Stated task:
Reproduce the listing exactly, with no pictures in your copy.

Rows:
....
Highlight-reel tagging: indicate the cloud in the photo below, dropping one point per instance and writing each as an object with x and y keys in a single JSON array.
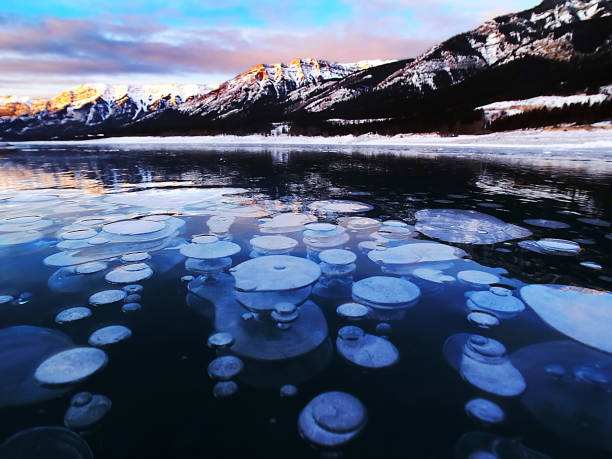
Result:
[{"x": 207, "y": 44}]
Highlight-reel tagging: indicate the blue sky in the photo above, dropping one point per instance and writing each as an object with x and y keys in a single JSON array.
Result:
[{"x": 50, "y": 45}]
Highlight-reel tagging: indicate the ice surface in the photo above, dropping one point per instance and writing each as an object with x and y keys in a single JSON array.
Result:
[
  {"x": 332, "y": 419},
  {"x": 111, "y": 334},
  {"x": 466, "y": 226},
  {"x": 70, "y": 366},
  {"x": 364, "y": 350},
  {"x": 385, "y": 292},
  {"x": 82, "y": 416},
  {"x": 579, "y": 313}
]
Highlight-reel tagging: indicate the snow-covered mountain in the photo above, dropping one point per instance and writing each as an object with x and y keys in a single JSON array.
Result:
[
  {"x": 268, "y": 84},
  {"x": 555, "y": 29},
  {"x": 90, "y": 107}
]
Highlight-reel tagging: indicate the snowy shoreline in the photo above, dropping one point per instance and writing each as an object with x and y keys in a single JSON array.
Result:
[{"x": 599, "y": 137}]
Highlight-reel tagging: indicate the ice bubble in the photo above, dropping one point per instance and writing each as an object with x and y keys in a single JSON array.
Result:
[
  {"x": 364, "y": 350},
  {"x": 4, "y": 299},
  {"x": 324, "y": 235},
  {"x": 288, "y": 390},
  {"x": 133, "y": 227},
  {"x": 286, "y": 223},
  {"x": 70, "y": 366},
  {"x": 135, "y": 288},
  {"x": 385, "y": 292},
  {"x": 210, "y": 251},
  {"x": 466, "y": 226},
  {"x": 483, "y": 363},
  {"x": 498, "y": 301},
  {"x": 109, "y": 335},
  {"x": 359, "y": 224},
  {"x": 483, "y": 319},
  {"x": 72, "y": 315},
  {"x": 485, "y": 411},
  {"x": 559, "y": 245},
  {"x": 220, "y": 340},
  {"x": 127, "y": 274},
  {"x": 225, "y": 367},
  {"x": 591, "y": 265},
  {"x": 132, "y": 298},
  {"x": 338, "y": 206},
  {"x": 131, "y": 307},
  {"x": 542, "y": 223},
  {"x": 273, "y": 245},
  {"x": 22, "y": 348},
  {"x": 78, "y": 234},
  {"x": 135, "y": 256},
  {"x": 275, "y": 273},
  {"x": 352, "y": 310},
  {"x": 224, "y": 389},
  {"x": 383, "y": 329},
  {"x": 55, "y": 442},
  {"x": 580, "y": 313},
  {"x": 82, "y": 416},
  {"x": 420, "y": 252},
  {"x": 266, "y": 301},
  {"x": 432, "y": 275},
  {"x": 22, "y": 237},
  {"x": 477, "y": 278},
  {"x": 332, "y": 419},
  {"x": 107, "y": 297},
  {"x": 91, "y": 267},
  {"x": 337, "y": 257},
  {"x": 568, "y": 390},
  {"x": 595, "y": 222}
]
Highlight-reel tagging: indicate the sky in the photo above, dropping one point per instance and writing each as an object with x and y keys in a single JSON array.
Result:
[{"x": 47, "y": 46}]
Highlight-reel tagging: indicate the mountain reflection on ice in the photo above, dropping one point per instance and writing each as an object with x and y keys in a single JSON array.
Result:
[{"x": 223, "y": 303}]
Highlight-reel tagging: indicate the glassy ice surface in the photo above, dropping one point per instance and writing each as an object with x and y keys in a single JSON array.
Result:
[{"x": 443, "y": 293}]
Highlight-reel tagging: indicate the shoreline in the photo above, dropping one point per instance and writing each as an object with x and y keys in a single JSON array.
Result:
[{"x": 588, "y": 137}]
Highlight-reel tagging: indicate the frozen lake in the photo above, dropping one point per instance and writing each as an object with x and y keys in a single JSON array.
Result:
[{"x": 322, "y": 301}]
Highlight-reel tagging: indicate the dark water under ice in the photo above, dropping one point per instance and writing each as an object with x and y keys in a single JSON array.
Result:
[{"x": 162, "y": 397}]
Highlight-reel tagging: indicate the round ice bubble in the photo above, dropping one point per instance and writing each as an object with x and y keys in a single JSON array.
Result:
[
  {"x": 224, "y": 389},
  {"x": 72, "y": 315},
  {"x": 385, "y": 292},
  {"x": 111, "y": 334},
  {"x": 131, "y": 307},
  {"x": 91, "y": 267},
  {"x": 70, "y": 366},
  {"x": 483, "y": 319},
  {"x": 225, "y": 367},
  {"x": 580, "y": 313},
  {"x": 83, "y": 416},
  {"x": 210, "y": 251},
  {"x": 466, "y": 226},
  {"x": 497, "y": 300},
  {"x": 127, "y": 274},
  {"x": 220, "y": 340},
  {"x": 132, "y": 257},
  {"x": 273, "y": 245},
  {"x": 133, "y": 227},
  {"x": 352, "y": 310},
  {"x": 543, "y": 223},
  {"x": 364, "y": 350},
  {"x": 288, "y": 390},
  {"x": 107, "y": 297},
  {"x": 332, "y": 419},
  {"x": 477, "y": 278},
  {"x": 56, "y": 442},
  {"x": 485, "y": 411},
  {"x": 339, "y": 206},
  {"x": 275, "y": 273}
]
....
Written response:
Highlight-reel tagging: indicate the cloud in the photo below, dropping one point per instance and writing each as an object with x and y keys in a single JSON array.
Result:
[{"x": 207, "y": 44}]
Highlight-reel tagging: indicate the blue sky in the photo above, dropping one point per instance and writing each as an object with x and y keys in a single JSON array.
Result:
[{"x": 50, "y": 45}]
Highlight-reel tagging: indicate the ice surface in the photo above, dropping one point per instance and writing each as an object with x and y keys in a single JSON array.
Result:
[
  {"x": 332, "y": 419},
  {"x": 111, "y": 334},
  {"x": 466, "y": 226},
  {"x": 70, "y": 366},
  {"x": 364, "y": 350},
  {"x": 385, "y": 292},
  {"x": 82, "y": 416},
  {"x": 579, "y": 313}
]
Highlight-reel tagging: indicate the snow-covered mountain in the photo above, dropping one point per instance and writing each as an object with x and y keys in a single JSON array.
Result:
[
  {"x": 268, "y": 84},
  {"x": 555, "y": 29},
  {"x": 90, "y": 107}
]
Highlight-reel tagging: indicate the snowy shoreline in the photo above, dropping one point per instance and writing each as an object with x and y keys in a single JSON array.
Result:
[{"x": 599, "y": 137}]
Highlight-reel tagging: indicate the ice bubble in the photo above, dropping one point per instance and writing each as an object with x and y keys in a single JSON array.
Result:
[
  {"x": 364, "y": 350},
  {"x": 4, "y": 299},
  {"x": 324, "y": 235},
  {"x": 288, "y": 390},
  {"x": 133, "y": 227},
  {"x": 286, "y": 223},
  {"x": 70, "y": 366},
  {"x": 135, "y": 288},
  {"x": 385, "y": 292},
  {"x": 210, "y": 251},
  {"x": 466, "y": 226},
  {"x": 483, "y": 363},
  {"x": 498, "y": 301},
  {"x": 109, "y": 335},
  {"x": 359, "y": 224},
  {"x": 483, "y": 319},
  {"x": 72, "y": 315},
  {"x": 485, "y": 411},
  {"x": 559, "y": 245},
  {"x": 220, "y": 340},
  {"x": 127, "y": 274},
  {"x": 225, "y": 367},
  {"x": 591, "y": 265},
  {"x": 132, "y": 298},
  {"x": 338, "y": 206},
  {"x": 131, "y": 307},
  {"x": 542, "y": 223},
  {"x": 273, "y": 245},
  {"x": 22, "y": 348},
  {"x": 78, "y": 234},
  {"x": 135, "y": 256},
  {"x": 275, "y": 273},
  {"x": 352, "y": 310},
  {"x": 224, "y": 389},
  {"x": 383, "y": 329},
  {"x": 55, "y": 442},
  {"x": 580, "y": 313},
  {"x": 82, "y": 416},
  {"x": 420, "y": 252},
  {"x": 266, "y": 301},
  {"x": 432, "y": 275},
  {"x": 22, "y": 237},
  {"x": 477, "y": 278},
  {"x": 332, "y": 419},
  {"x": 107, "y": 297},
  {"x": 91, "y": 267},
  {"x": 337, "y": 257},
  {"x": 568, "y": 390},
  {"x": 595, "y": 222}
]
Highlight-reel tagging: indicate the sky in the photo above, dropping one point per instance and writing each as an object with x and y keys in a single JSON array.
Result:
[{"x": 47, "y": 46}]
Highlight-reel tagging: indicate the mountain reflection on ice in the photo above, dropping one point per instance and writing each as an object with x and y keys in a single JSON array.
Result:
[{"x": 223, "y": 303}]
Highlight-reel tagging: indicate the glassy ice surface in the photo above, dropping one point per instance and writing each as an object with x and y keys in a single JSON array.
Result:
[{"x": 443, "y": 293}]
Highlight-reel tagging: indicate the shoreline in the photo above, dropping one point per instance and writing each as an object with x and y keys in a single JSON array.
Result:
[{"x": 588, "y": 137}]
Highlight-reel tagging: indicate the frozen lake in the photo above, dropping one point per instance and writing each as an object with x and y keys in a single JSON array.
Result:
[{"x": 322, "y": 301}]
Highlight-reel tagging: indicate the dark water under ice in the photo above, dropping one point per instance and writing each as an object with x and y keys in a single JSON array.
Result:
[{"x": 162, "y": 397}]
Highlight-reel tagging: indicate the round ice bubble in the photo above, dropping one point per instance and writing each as an object with x and y keys in a single JSON array.
Result:
[
  {"x": 224, "y": 389},
  {"x": 72, "y": 315},
  {"x": 385, "y": 292},
  {"x": 111, "y": 334},
  {"x": 131, "y": 307},
  {"x": 91, "y": 267},
  {"x": 70, "y": 366},
  {"x": 483, "y": 319},
  {"x": 225, "y": 367},
  {"x": 580, "y": 313},
  {"x": 83, "y": 416},
  {"x": 210, "y": 251},
  {"x": 466, "y": 226},
  {"x": 497, "y": 300},
  {"x": 127, "y": 274},
  {"x": 220, "y": 340},
  {"x": 132, "y": 257},
  {"x": 273, "y": 245},
  {"x": 133, "y": 227},
  {"x": 352, "y": 310},
  {"x": 543, "y": 223},
  {"x": 364, "y": 350},
  {"x": 288, "y": 390},
  {"x": 107, "y": 297},
  {"x": 332, "y": 419},
  {"x": 477, "y": 278},
  {"x": 56, "y": 442},
  {"x": 485, "y": 411},
  {"x": 339, "y": 206},
  {"x": 275, "y": 273}
]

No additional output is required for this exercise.